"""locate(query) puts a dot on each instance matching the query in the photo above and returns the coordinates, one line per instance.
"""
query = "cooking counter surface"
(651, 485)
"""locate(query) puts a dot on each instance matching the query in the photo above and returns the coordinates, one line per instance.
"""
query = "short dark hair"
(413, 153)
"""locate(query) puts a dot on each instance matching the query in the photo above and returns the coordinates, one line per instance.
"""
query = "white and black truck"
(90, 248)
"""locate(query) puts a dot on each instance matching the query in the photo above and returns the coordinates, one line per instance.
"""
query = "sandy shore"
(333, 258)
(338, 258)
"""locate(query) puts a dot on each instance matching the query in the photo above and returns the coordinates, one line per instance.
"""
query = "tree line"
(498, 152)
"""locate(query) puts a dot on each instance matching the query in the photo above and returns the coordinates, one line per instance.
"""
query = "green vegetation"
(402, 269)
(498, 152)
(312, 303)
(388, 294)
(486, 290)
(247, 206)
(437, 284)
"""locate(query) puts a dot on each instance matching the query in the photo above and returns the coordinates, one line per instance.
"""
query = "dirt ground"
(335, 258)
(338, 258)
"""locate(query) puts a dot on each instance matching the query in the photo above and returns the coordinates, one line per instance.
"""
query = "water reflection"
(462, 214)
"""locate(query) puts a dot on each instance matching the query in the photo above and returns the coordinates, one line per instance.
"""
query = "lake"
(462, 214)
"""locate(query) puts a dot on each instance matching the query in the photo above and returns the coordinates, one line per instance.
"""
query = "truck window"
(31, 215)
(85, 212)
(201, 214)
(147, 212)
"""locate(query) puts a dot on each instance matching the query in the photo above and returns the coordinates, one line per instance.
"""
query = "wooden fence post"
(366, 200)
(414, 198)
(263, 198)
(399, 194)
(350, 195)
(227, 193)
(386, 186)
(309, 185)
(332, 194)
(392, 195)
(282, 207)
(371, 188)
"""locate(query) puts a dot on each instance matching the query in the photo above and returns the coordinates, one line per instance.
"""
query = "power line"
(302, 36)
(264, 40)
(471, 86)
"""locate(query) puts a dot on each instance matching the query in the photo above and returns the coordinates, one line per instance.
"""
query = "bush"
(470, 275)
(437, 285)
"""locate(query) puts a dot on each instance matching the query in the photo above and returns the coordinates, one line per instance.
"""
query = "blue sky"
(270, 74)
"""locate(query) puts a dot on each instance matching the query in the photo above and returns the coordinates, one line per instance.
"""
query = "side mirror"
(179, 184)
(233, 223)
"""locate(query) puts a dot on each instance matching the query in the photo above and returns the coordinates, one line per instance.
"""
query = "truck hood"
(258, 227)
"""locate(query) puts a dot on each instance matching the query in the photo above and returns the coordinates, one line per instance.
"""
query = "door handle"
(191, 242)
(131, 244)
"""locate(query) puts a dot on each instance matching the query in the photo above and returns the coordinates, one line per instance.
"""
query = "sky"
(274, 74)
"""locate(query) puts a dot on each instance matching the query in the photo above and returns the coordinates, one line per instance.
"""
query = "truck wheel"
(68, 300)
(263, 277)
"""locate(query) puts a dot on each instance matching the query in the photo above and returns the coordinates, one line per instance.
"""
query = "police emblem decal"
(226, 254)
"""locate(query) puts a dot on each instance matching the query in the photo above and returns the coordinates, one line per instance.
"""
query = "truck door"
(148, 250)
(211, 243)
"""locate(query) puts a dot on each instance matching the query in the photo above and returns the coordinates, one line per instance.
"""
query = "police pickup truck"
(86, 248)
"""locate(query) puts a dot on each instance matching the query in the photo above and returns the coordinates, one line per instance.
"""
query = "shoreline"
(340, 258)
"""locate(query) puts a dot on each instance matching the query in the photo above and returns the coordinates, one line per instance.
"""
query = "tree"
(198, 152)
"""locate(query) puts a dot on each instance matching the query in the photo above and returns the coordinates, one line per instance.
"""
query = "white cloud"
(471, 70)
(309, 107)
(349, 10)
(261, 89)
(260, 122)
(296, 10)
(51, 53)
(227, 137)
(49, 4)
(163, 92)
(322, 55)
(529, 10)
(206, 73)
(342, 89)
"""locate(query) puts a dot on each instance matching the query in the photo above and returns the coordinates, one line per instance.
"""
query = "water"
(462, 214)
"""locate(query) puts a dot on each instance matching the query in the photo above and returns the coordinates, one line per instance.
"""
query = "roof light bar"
• • •
## EXERCISE PROMPT
Set down the whole of the material, exactly.

## WRITTEN ANSWER
"""locate(query) puts a dot on each instance matching the query in the photo above and returns the coordinates, one line per instance.
"""
query = "cooking counter surface"
(651, 485)
"""locate(query) puts a dot on each instance matching the query in the photo above and returns the coordinates, one line per instance.
"""
query = "short dark hair"
(413, 153)
"""locate(query) puts a dot on each instance matching the query in the photo above and returns the coordinates, one line per instance.
"""
query = "white and black truck"
(90, 248)
"""locate(query) puts a dot on each instance matching the query in the photo above and returns the coordinates, one line per instance.
"""
query = "sandy shore"
(333, 258)
(338, 258)
"""locate(query) puts a dot on each instance matching the query in the photo above and returns the coordinates, one line per instance.
"""
query = "tree line"
(498, 152)
"""locate(query) puts a dot on each instance matching the query in the photo above and returns the coordinates, one line per instance.
"""
query = "green vegetation"
(402, 269)
(498, 152)
(312, 303)
(388, 294)
(486, 290)
(247, 206)
(437, 284)
"""locate(query) puts a dot on each instance matching the query in the photo above and returns the coordinates, one line per instance.
"""
query = "dirt ground"
(335, 258)
(338, 258)
"""locate(query) puts a dot on each instance matching the query in the photo above and returns the coordinates, one line per instance.
"""
query = "water reflection"
(462, 214)
"""locate(query) puts a dot on each instance matching the query in the photo above and returns the coordinates, one line per instance.
"""
query = "lake"
(462, 214)
"""locate(query) puts a dot on each instance matching the query in the photo above and returns the coordinates, one line per instance.
"""
query = "truck window"
(31, 215)
(85, 212)
(201, 214)
(147, 212)
"""locate(query) puts a dot on each instance matching the query in the photo above and returns the coordinates, one line per instance.
"""
query = "wooden fence post"
(366, 200)
(414, 198)
(263, 198)
(399, 194)
(350, 195)
(227, 193)
(386, 186)
(309, 185)
(332, 194)
(392, 195)
(282, 207)
(371, 188)
"""locate(query) puts a dot on each instance matching the query in the photo above and returns the coordinates, one line per instance.
"""
query = "power line"
(302, 36)
(264, 40)
(471, 86)
"""locate(query) puts a dot on each instance matching the query in the photo above and returns the coordinates, one line per instance.
"""
query = "bush"
(470, 275)
(437, 285)
"""locate(query) puts a dot on each instance matching the query in the photo above and returns the coordinates, one line per instance.
"""
query = "blue sky"
(270, 74)
"""locate(query) puts a dot on each instance matching the query in the photo above and returns the coordinates, one line per instance.
"""
query = "side mirror"
(179, 184)
(233, 223)
"""locate(query) puts a dot on each instance matching the query in the photo above and returns the coordinates, one line per instance.
"""
query = "truck hood"
(258, 227)
"""locate(query) puts a dot on each instance matching the query in the photo above and returns the coordinates, one line per instance.
"""
query = "door handle"
(191, 242)
(131, 244)
"""locate(query) puts a dot on each instance matching the query in the photo above and returns the coordinates, one line per instance.
"""
query = "sky"
(274, 74)
"""locate(query) puts a dot on each instance matching the query in the photo above and returns the coordinates, one line per instance.
"""
query = "truck wheel"
(68, 300)
(263, 277)
"""locate(query) puts a dot on each instance matching the query in the photo above and returns the coordinates, one line per instance.
"""
query = "police emblem decal"
(226, 254)
"""locate(query) puts a dot on each instance matching the query in the photo above and returns the coordinates, one line per instance.
"""
query = "truck door"
(148, 250)
(211, 243)
"""locate(query) puts a dot on each instance matching the query in the photo above and returns the coordinates, one line per instance.
"""
query = "police pickup truck"
(86, 248)
"""locate(query) puts a dot on each instance matching the query in the photo above and returns the coordinates, one line per instance.
"""
query = "shoreline"
(340, 258)
"""locate(query) puts a dot on each instance matching the query in the photo above and returns the coordinates, one line per instance.
"""
query = "tree"
(198, 152)
"""locate(query) puts a dot on each instance matching the query in the photo above and returns the coordinates, one line per instance.
"""
query = "white cloud"
(471, 70)
(309, 107)
(349, 10)
(261, 89)
(260, 122)
(296, 10)
(51, 53)
(227, 137)
(49, 4)
(163, 92)
(322, 55)
(529, 10)
(206, 73)
(342, 89)
"""locate(query) puts a dot on each instance matching the query in the photo above and returns the coordinates, one line per instance.
"""
query = "water"
(462, 214)
"""locate(query) puts a dot on each instance matching the query in the photo above and returns the coordinates, one line per instance.
"""
query = "roof light bar"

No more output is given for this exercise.